▶

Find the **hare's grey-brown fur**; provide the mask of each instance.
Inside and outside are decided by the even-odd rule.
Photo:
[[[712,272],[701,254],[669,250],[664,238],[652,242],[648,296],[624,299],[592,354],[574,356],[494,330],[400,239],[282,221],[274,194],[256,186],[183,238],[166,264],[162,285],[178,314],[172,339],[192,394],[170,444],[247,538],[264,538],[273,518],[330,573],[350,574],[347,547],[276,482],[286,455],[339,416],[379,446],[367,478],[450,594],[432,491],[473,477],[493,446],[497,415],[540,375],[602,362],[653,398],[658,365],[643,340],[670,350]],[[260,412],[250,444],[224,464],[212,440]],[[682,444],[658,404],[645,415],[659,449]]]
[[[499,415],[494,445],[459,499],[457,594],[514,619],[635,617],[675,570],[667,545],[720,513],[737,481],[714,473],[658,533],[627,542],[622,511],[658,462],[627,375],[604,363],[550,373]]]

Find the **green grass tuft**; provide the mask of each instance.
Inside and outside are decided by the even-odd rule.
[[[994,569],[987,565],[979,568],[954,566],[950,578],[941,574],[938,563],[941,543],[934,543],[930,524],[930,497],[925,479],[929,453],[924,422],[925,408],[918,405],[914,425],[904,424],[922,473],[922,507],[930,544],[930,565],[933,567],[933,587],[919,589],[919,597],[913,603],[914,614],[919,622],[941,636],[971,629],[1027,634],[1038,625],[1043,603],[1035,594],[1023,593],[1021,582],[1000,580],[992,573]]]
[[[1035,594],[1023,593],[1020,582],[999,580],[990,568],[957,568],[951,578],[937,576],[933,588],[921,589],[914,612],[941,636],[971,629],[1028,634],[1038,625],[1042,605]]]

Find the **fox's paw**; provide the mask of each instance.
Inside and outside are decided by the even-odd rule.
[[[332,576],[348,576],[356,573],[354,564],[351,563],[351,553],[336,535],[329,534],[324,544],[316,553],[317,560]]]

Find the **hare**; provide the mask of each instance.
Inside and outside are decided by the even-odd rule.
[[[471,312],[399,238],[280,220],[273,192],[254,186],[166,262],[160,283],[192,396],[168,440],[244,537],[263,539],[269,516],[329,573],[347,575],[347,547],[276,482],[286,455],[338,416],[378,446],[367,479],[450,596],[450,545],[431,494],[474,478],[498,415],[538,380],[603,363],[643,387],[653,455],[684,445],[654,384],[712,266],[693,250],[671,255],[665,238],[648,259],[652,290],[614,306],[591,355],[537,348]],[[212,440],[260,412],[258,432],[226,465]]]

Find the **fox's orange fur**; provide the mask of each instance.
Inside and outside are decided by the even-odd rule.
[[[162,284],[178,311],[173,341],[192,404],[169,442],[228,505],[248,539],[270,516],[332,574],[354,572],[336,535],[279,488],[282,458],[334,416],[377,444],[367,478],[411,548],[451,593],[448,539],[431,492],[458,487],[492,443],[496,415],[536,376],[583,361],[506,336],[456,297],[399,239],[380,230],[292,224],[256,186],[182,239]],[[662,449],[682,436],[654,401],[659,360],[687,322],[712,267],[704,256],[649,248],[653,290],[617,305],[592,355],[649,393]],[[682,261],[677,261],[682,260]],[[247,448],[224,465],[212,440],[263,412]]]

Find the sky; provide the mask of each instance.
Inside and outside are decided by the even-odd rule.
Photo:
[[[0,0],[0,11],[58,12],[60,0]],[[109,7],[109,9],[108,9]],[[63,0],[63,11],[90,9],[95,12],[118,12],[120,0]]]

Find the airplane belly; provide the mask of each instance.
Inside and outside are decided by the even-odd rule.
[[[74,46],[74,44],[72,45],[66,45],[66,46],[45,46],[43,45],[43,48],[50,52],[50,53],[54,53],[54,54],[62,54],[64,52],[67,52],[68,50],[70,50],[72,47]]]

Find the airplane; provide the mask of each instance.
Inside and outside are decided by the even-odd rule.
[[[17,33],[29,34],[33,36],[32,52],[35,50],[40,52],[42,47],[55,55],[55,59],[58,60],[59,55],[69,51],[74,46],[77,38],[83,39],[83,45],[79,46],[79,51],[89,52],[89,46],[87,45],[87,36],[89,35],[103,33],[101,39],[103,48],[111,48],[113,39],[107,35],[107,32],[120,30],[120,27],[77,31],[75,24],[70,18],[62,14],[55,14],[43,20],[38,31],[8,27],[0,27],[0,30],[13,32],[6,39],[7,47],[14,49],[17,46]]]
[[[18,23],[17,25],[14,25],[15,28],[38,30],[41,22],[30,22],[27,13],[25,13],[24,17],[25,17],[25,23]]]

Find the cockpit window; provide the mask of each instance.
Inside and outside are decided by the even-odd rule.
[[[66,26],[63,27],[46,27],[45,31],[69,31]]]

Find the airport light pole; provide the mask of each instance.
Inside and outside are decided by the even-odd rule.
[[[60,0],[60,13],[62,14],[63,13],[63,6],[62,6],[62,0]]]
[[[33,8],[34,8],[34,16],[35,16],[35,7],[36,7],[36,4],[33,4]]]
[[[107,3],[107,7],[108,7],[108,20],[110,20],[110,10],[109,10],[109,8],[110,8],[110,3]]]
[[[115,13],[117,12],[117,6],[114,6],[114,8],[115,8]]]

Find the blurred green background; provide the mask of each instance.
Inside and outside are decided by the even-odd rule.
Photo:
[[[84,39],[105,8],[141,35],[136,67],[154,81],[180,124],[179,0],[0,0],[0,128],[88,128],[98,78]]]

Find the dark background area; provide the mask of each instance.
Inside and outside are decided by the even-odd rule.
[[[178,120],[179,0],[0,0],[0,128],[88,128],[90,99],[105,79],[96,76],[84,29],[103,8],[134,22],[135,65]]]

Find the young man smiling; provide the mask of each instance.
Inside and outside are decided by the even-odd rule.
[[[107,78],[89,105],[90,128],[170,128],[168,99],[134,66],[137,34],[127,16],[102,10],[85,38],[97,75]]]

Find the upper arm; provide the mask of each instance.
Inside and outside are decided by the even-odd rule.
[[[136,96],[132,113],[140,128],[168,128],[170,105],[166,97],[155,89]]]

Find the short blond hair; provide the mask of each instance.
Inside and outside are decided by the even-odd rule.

◀

=== OBJECTIVE ===
Copy this material exactly, from start to end, without changing any characters.

=== COMPLETED TASK ===
Find the **hare's grey-brown fur**; provide the mask of each instance.
Inside and outside are decided by the even-odd rule.
Photo:
[[[712,272],[701,254],[669,250],[664,238],[652,242],[648,296],[624,299],[592,354],[574,356],[494,330],[400,239],[282,221],[274,194],[256,186],[183,238],[166,264],[162,285],[178,314],[172,339],[192,394],[170,444],[247,538],[264,538],[273,518],[330,573],[350,574],[347,547],[276,482],[286,455],[339,416],[379,446],[367,478],[450,594],[432,491],[473,477],[493,446],[497,415],[540,375],[602,362],[653,398],[658,365],[643,340],[670,350]],[[260,412],[250,444],[224,464],[212,440]],[[682,444],[658,404],[645,415],[659,449]]]
[[[499,415],[494,445],[459,499],[457,594],[514,619],[635,617],[675,570],[667,545],[720,513],[737,481],[714,473],[658,533],[627,542],[622,511],[658,462],[627,375],[604,363],[550,373]]]

Find the **green grass tuft**; provide the mask of each instance.
Inside and outside are decided by the even-odd rule.
[[[994,569],[987,565],[979,568],[954,566],[950,578],[941,574],[938,563],[941,543],[934,543],[930,524],[930,497],[925,479],[929,453],[924,422],[925,408],[918,405],[914,425],[904,424],[922,473],[922,507],[930,544],[930,565],[933,567],[933,587],[919,589],[919,597],[913,603],[914,614],[919,622],[941,636],[971,629],[1027,634],[1038,625],[1043,603],[1035,594],[1023,593],[1021,582],[1000,580],[992,573]]]
[[[1035,594],[1023,593],[1020,582],[999,580],[990,568],[957,568],[951,578],[937,576],[933,588],[921,589],[914,612],[941,636],[971,629],[1028,634],[1038,625],[1042,605]]]

Find the **fox's paw**; provide the mask of each instance.
Inside and outside are decided by the even-odd rule.
[[[332,576],[348,576],[356,573],[354,564],[351,563],[351,553],[336,535],[329,534],[324,544],[316,553],[317,560]]]

Find the **hare**; provide the mask of each instance.
Inside and outside are decided by the even-odd rule.
[[[471,312],[399,238],[280,220],[273,192],[254,186],[166,262],[160,283],[192,396],[168,440],[244,537],[263,539],[269,516],[329,573],[347,575],[347,547],[276,482],[286,455],[338,416],[378,446],[367,479],[450,596],[450,545],[431,494],[474,478],[498,415],[538,380],[603,363],[643,387],[653,455],[684,445],[654,384],[712,266],[693,250],[671,255],[665,238],[648,259],[652,290],[614,306],[591,355],[537,348]],[[212,440],[260,412],[258,432],[226,465]]]

Find the **fox's orange fur**; provide the mask of each instance.
Inside and outside are decided by the even-odd rule.
[[[162,284],[178,311],[173,341],[192,404],[169,442],[228,505],[248,539],[270,516],[332,574],[354,572],[336,535],[279,488],[282,458],[334,416],[377,444],[367,478],[411,548],[451,593],[448,539],[431,492],[458,487],[492,443],[496,415],[536,376],[583,361],[506,336],[456,297],[399,239],[380,230],[292,224],[256,186],[182,239]],[[662,449],[682,436],[654,401],[659,360],[687,322],[712,267],[704,256],[649,248],[653,290],[617,305],[592,355],[649,393]],[[682,261],[677,261],[682,260]],[[247,448],[224,465],[212,440],[263,412]]]

Find the sky; provide the mask of each instance.
Inside and outside are decided by the even-odd rule.
Photo:
[[[0,0],[0,11],[58,12],[60,0]],[[109,7],[109,9],[108,9]],[[63,0],[63,11],[90,9],[95,12],[118,12],[120,0]]]

Find the airplane belly; provide the mask of each instance.
Inside and outside are decided by the even-odd rule.
[[[74,46],[74,44],[72,45],[66,45],[66,46],[45,46],[43,45],[43,48],[50,52],[50,53],[54,53],[54,54],[62,54],[64,52],[67,52],[68,50],[70,50],[72,47]]]

Find the airplane; provide the mask of each instance.
Inside and outside are decided by the even-odd rule.
[[[17,33],[29,34],[33,36],[32,52],[35,50],[40,52],[42,47],[55,55],[55,59],[58,60],[59,55],[69,51],[74,46],[77,38],[83,39],[83,45],[79,46],[79,51],[89,52],[89,46],[87,45],[87,36],[89,35],[103,33],[101,39],[103,48],[111,48],[113,39],[107,35],[107,32],[120,30],[120,27],[77,31],[75,24],[70,18],[62,14],[55,14],[43,20],[38,31],[8,27],[0,27],[0,30],[13,32],[6,39],[7,47],[14,49],[17,46]]]
[[[18,23],[17,25],[14,25],[15,28],[38,30],[41,22],[30,22],[27,13],[25,13],[24,17],[25,17],[25,23]]]

Find the cockpit window; provide the mask of each instance.
Inside and outside are decided by the even-odd rule.
[[[66,26],[63,27],[46,27],[45,31],[69,31]]]

Find the airport light pole; provide the mask of each instance.
Inside and outside are decided by the even-odd rule.
[[[60,0],[60,13],[62,14],[63,13],[63,6],[62,6],[62,0]]]
[[[33,8],[34,8],[34,16],[35,16],[35,7],[36,7],[36,4],[33,4]]]
[[[107,3],[107,7],[108,7],[108,20],[110,20],[110,10],[109,10],[109,8],[110,8],[110,3]]]
[[[115,13],[117,12],[117,6],[114,6],[114,8],[115,8]]]

Find the blurred green background; provide the mask of each instance.
Inside and outside are decided by the even-odd rule.
Photo:
[[[84,39],[105,8],[141,35],[136,67],[154,81],[180,124],[179,0],[0,0],[0,128],[88,128],[98,78]]]

Find the dark background area; provide the mask of each instance.
Inside and outside are decided by the even-odd rule.
[[[178,120],[179,0],[0,0],[0,128],[88,128],[90,99],[105,79],[96,76],[84,29],[103,8],[134,22],[135,65]]]

Find the young man smiling; provide the mask of each instance.
Inside and outside are decided by the even-odd rule.
[[[107,78],[89,105],[90,128],[170,128],[168,99],[134,66],[137,34],[127,16],[102,10],[85,38],[97,75]]]

Find the upper arm; provide the mask of each instance.
Inside and outside are decided by the even-odd rule.
[[[136,96],[132,113],[140,128],[168,128],[170,105],[166,97],[155,89]]]

Find the short blond hair; provide the mask of each instance.
Inside and outside are decided by the even-odd rule.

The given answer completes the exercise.